Verilen metin:
══════════════════════════════
Peygamberler, yeryüzünde iki hukûku birden te’sîs etmek için irsâl olunmuşlardır: Biri, hukûkullah; diğeri de hukuku’l-ibâddır. Yani peygamberler, sadece köşede bayırda namaz kılmak için gönderilmemiştir. Belki hukûkullah ve hukuku’l-ibâdı bütün dünyada hâkim kılmak için gönderilmişlerdir. Demek Peygamberlerin en birinci vazifesi, ahkâm-ı İlâhiyeyi icrâ ve tatbîk etmektir. Cenab-ı Hak, peygamberlerin bu vazifesini âyet-i kerîmesiyle şöyle beyan buyurmaktadır:
“İnsanlar bir tek ümmet idi. Aralarında ihtilâf yoktu. Hak üzere müttefik bulunuyorlardı. Sonra ihtilâfa düştüler, haktan ayrıldılar. Allahu Teâla da onları irşâd için, îmân ve itaat sâhiblerini dünyevî ve uhrevî saadetle tebşîr edici, küfür ve isyan sâhiblerini de dünyevî ve uhrevî azab ile inzâr edici peygamberler gönderdi. Ve o peygamberler ile beraber hak ve hakîkatı beyân eden kitab indirdi ki; Allah (cc) veya gönderilen peygamber veya o kitab, ihtilaf ettikleri hususlarda insanlar arasında hükmetsin.”[1]
İlk insan olan Hazret-i Adem’in (as), peygamber olarak seçilmesi, yeryüzünün halîfesi kılınması ve yeryüzünde ahkâm-ı İlâhiyeyi icrâ ve tatbîk etmekle mükellef tutulması, gayet manidardır. Ulûhiyetin, risâletsiz olamayacağının delîlidir. Şu âyet-i kerîme, başta Hazret-i Adem (as) olmak üzere nev-i insanın yeryüzünde ahkâm-ı İlâhiyeyi icrâ ve tatbîk etmekle mükellef olduğunu şöyle ifade etmektedir:
“Resulüm! Yâdet o zamanı ki; Rabbin meleklere hitâben, ‘Ben yeryüzünde bir halîfe yaratacağım’ diye buyurdu.”[2]
Keza, bütün cin ve inse meb’ûs olan Ahirzaman Peygamberi Hazret-i Muhammed (asm) da şu âyet-i kerîmenin sarâhatiyle insanlar arasında ayn-ı hak ve adâlet olan ahkam-ı İlâhiyeyi icrâ ve tatbîk etmekle mükellef tutulmuştur. Şöyle ki:
“Resûlüm! (Şübhesiz biz sana kitabı) Kur’ân-ı Kerim’i (hak olarak) bütün açıklamaları adalete, hak ve hikmete uygun bulunarak (indirdik ki; insanlar arasında) meydana gelen davalarda, anlaşmazlıklarda (Cenab-ı Hak’kın sana) gösterdiği (bildirdiği) vahyeylediği (şekilde hükmedesin,) hükmü açık olan o kitabın hükümlerine muhalefette bulunmayasın”[3]
Demek peygamberlerin gönderilişinin en mühim sebebi, yeryüzünde ahkâm-ı İlâhiyeyi icrâ ve tatbik etmektir. Böylece tekvînî olarak bütün mevcûdât Allah’a ibadet ettikleri gibi; teklîfen dahi cin ve insi ibadete sevk etmektir.
══════════════════════════════
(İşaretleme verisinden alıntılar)

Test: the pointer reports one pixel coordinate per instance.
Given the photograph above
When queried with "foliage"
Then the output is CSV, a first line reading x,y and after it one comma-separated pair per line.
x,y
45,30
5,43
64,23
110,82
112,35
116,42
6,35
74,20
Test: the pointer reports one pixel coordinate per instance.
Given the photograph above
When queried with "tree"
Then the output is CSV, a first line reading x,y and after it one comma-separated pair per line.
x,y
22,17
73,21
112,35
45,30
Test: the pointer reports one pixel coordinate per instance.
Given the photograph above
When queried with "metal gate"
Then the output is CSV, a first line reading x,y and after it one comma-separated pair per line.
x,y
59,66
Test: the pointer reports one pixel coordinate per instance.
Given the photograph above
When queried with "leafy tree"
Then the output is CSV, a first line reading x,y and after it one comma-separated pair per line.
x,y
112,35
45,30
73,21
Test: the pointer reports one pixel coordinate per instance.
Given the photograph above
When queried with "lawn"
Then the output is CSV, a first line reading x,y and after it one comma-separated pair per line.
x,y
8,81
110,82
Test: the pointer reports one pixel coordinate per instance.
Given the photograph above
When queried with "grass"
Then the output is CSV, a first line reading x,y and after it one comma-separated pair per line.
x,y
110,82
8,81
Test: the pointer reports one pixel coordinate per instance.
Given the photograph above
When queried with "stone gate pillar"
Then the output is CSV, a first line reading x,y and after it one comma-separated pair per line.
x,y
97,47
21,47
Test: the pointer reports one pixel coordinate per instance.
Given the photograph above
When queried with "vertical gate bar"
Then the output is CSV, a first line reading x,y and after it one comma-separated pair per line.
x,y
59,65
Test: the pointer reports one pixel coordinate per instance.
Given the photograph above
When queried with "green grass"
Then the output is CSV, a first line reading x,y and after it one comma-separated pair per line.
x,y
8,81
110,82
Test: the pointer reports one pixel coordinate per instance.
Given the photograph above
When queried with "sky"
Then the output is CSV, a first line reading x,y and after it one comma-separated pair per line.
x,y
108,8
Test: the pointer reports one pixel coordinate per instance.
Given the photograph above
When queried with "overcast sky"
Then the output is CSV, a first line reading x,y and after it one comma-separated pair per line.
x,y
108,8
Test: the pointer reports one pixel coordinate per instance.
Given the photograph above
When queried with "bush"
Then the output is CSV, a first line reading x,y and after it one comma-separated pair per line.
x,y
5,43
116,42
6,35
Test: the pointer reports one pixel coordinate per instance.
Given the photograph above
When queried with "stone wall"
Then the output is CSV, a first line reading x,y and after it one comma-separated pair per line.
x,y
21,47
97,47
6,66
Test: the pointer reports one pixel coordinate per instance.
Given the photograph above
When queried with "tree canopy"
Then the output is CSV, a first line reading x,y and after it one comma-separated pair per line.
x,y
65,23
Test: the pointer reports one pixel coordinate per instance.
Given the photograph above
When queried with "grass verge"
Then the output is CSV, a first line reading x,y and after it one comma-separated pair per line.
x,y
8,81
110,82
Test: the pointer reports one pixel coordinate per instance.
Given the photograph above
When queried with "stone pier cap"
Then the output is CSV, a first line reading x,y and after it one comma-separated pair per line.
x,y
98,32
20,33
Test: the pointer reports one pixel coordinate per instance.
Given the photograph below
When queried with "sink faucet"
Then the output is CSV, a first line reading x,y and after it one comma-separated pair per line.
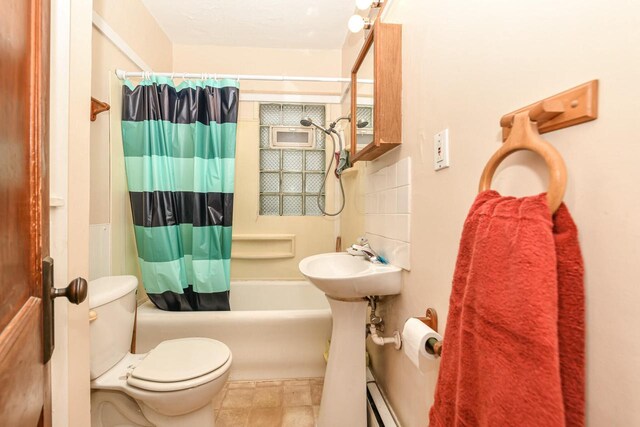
x,y
362,248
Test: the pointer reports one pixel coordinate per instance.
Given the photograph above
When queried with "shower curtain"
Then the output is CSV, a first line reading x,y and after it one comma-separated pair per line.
x,y
179,147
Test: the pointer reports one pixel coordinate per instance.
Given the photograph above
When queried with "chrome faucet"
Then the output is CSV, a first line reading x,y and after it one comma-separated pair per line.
x,y
362,248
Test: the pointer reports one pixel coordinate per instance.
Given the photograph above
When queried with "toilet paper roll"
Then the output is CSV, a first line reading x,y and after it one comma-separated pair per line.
x,y
414,340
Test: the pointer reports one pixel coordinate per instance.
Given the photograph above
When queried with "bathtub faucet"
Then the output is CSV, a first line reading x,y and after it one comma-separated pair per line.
x,y
362,248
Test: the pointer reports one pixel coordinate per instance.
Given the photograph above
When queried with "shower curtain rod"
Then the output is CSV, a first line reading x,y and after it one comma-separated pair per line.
x,y
124,74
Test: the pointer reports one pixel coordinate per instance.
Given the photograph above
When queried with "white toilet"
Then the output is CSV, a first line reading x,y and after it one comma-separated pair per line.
x,y
172,385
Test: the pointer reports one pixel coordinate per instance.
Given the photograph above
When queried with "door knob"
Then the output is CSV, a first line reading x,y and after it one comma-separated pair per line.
x,y
76,291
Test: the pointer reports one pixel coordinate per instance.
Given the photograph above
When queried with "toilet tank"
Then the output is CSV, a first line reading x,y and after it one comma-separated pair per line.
x,y
112,305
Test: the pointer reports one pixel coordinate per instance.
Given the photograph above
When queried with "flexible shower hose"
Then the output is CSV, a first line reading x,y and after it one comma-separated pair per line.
x,y
326,175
══════════════════════════════
Yapılacak iş:
Peygamberlerin ilahi hükümleri uygulama vazifesini anlatan metni, son cümlesinin ardından gelecek şekilde devam ettirerek yazın. Metinden sonra gelen malzeme, metinle bağı olmayan ayrı bir kaynaktır.

Nihai sonuç:
Bu kâinatın sâhib ve mâliki tekvînen ve teklîfen her şeyi emrine musahhar kılmıştır. Nasıl ki; Cenab-ı Hak, kâinatta tekvîni olarak her şeyi bir emîre bağlamış ve her şey kendi emîrinin emriyle hareket eder. Mesela; arıların ana emîri, ya’subdur. Karıncaların da bir ana emîri vardır. Onlar, emîrsiz hareket etmezler. Seyyârâtı da bir emîre bağlamış ki; o da Güneş’tir. Keza göçmen kuşlar, başlarındaki emîrlerinin emriyle hareket ederek aynı anda bir emirle geliyorlar ve bir emirle gidiyorlar. Yani uçarken hep başlarındaki emîri dinliyorlar ve onsuz uçmuyorlar. Kuşların, karıncaların, arıların, seyyârâtın nizamını tekvîni kanunla bir emîre bağlayan Allah (cc), elbette insanı başıboş bırakmayacak ve insanın ef’âl, akvâl ve ahvâlini teklîfî olarak tanzîm eden ahkâm-ı İlâhiyeyi teblîğ ve tatbîk edecek peygamberleri gönderecektir.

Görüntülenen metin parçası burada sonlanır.